# START OF Article

But what Nietzsche explored that Hobbes did not is the idea that science can fill the role of superstition no less than religion. The positing of this or that scientific explanation for the unknown may be no less superstitious than the positing of this or that invisible entity to explain the same phenomena. To one who has not done the research, there is is no epistemic difference between positing a weakened god of the underworld bringing an unusually mild winter and blaming man made global warming. If one follows the criteria set forth by Hobbes and expanded upon by Barash and Liption, for science to be different in kind from religion, one must have personally followed the arguments and have personally examined the evidence that results in this or that scientific conclusion. If one's opinion on the reality of global warming rests entirely on popular accounts in the news, or even on the direct reports of various scientists, then one's opinion is not actually founded upon on science any more than if one were to base one's beliefs on sermons given from the pulpit. This tendency to rest one's beliefs on the suppositions of others is the foundation of Nietzsche's famous aphorism about the death of God in The Gay Science.
After Buddha was dead, his shadow was still shown for centuries in a cave--a tremendous, gruesome shadow. God is dead; but given the way of men, there may still be caves for thousands of years in which his shadow will be shown. --And we still have to vanquish his shadow, too [§108].
The first part of this aphorism is legend. It caused an immediate sensation upon its publication much as Hobbes' Leviathan also caused a sensation upon its publication. But lost in the conservative reaction to the brute statement `God is dead' is any serious consideration of what Nietzsche meant by `his shadow.' In the popular discussions of Nietzsche, if the portion of the aphorism about the shadow of God is brought up at all, it is usually conflated with a remnant of religiosity that persists even after all belief in God has passed away. While it is true that in §125 Nietzsche puts into the mouth of his prophetic madman the question, ``What after all are these churches now if they are not the tombs and sepulchers of God?'' It is also certain that this later aphorism may be taken to be a rhetorical device meant to imply that the trappings of belief continue even though belief in God itself does not.

# END OF Article
# START OF Data

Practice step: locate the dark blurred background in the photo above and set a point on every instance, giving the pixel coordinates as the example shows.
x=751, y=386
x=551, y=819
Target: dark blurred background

# END OF Data

Set down everything in the Nietzsche passage from "After Buddha was" down to "shadow, too [§108].".

After Buddha was dead, his shadow was still shown for centuries in a cave--a tremendous, gruesome shadow. God is dead; but given the way of men, there may still be caves for thousands of years in which his shadow will be shown. --And we still have to vanquish his shadow, too [§108].